§ Exercise description: Check each line of the data for "backdrop", and copy the ones that have it.

§ Input material:
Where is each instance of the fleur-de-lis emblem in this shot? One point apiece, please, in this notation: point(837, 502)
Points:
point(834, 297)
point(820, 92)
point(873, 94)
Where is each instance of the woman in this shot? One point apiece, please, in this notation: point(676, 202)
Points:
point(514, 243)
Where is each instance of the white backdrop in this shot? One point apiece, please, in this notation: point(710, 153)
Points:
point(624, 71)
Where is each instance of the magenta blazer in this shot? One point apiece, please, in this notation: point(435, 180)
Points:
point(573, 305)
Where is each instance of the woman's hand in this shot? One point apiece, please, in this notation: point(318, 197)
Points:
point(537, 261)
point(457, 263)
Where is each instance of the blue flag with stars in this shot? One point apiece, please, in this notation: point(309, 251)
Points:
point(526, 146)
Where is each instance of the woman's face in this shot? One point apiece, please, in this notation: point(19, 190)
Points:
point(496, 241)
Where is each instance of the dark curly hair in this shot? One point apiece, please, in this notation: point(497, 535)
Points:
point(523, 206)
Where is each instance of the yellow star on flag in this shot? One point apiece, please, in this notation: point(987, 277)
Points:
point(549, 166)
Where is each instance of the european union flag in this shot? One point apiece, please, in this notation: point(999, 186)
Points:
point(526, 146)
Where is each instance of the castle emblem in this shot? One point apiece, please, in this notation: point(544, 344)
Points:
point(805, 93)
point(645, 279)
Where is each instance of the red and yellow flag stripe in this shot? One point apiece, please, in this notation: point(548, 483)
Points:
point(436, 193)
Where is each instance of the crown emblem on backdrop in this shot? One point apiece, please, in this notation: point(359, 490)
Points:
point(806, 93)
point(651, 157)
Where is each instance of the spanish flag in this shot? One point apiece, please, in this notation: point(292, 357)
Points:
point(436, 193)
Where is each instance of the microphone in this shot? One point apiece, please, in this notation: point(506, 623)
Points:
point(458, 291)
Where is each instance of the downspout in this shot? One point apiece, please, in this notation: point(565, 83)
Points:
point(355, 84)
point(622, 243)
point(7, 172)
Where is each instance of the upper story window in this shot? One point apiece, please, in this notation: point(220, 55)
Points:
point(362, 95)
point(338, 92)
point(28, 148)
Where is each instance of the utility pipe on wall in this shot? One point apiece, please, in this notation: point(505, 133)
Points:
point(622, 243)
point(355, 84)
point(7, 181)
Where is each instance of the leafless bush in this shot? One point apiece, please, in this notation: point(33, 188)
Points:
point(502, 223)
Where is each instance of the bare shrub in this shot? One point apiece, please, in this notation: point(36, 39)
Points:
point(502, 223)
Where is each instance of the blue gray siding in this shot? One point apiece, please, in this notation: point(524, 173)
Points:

§ Exercise response:
Where is each instance of the white backdrop in this shot? One point apiece, please, in this notation: point(710, 153)
Where is each instance of the crown emblem on backdrop in this shot? One point apiece, please, in this notation: point(359, 490)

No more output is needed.